* **Your assignment**: This exercise calls for the records to be returned exactly, with images removed.

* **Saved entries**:
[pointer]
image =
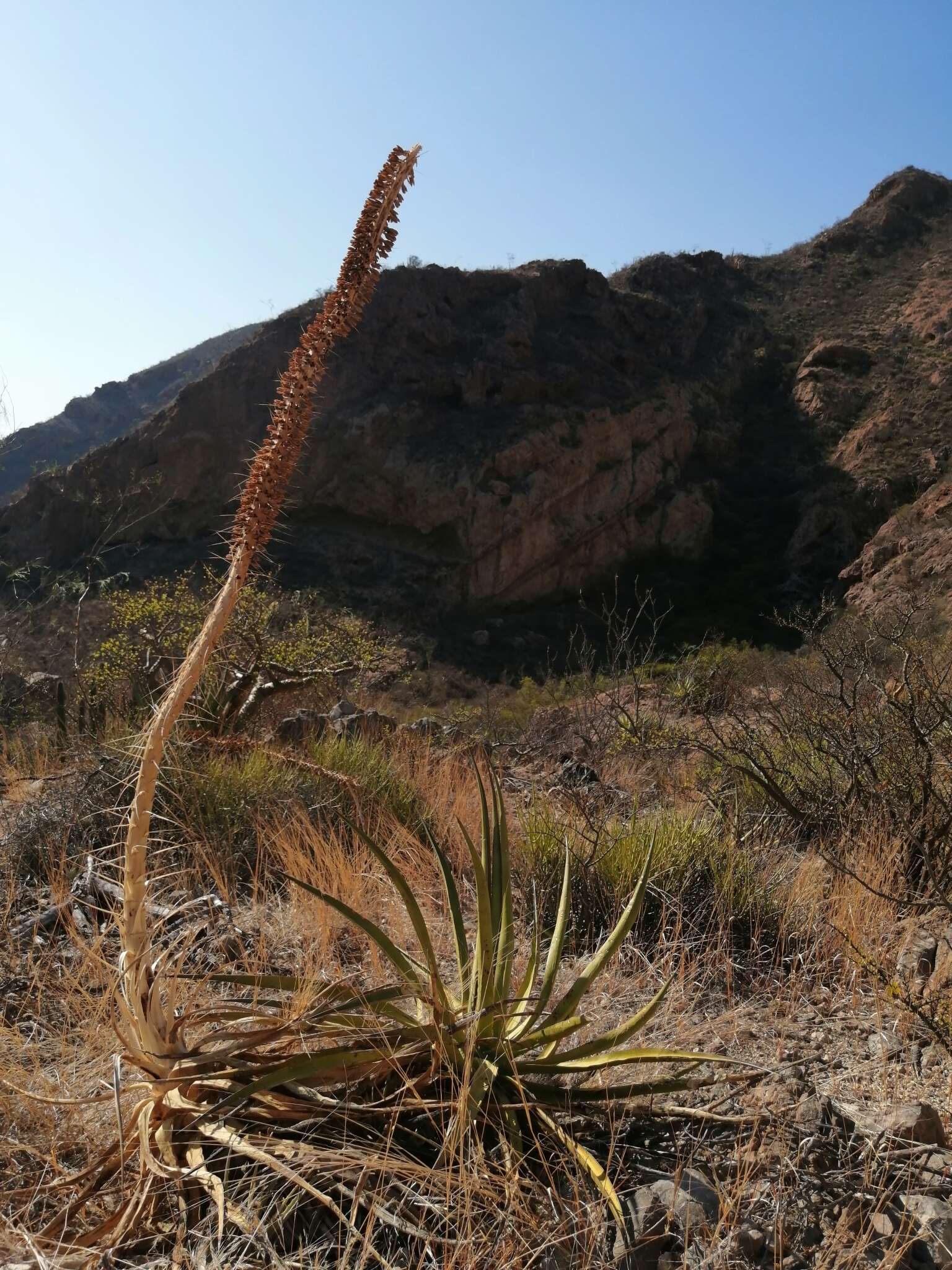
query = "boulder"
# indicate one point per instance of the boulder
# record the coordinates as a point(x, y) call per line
point(932, 1220)
point(915, 1122)
point(918, 957)
point(301, 726)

* **Answer to this problem**:
[pointer]
image =
query = "boulder"
# indicate one point per instance of the boulder
# record the coordinates as a point(x, y) call per line
point(932, 1220)
point(915, 1122)
point(918, 957)
point(301, 726)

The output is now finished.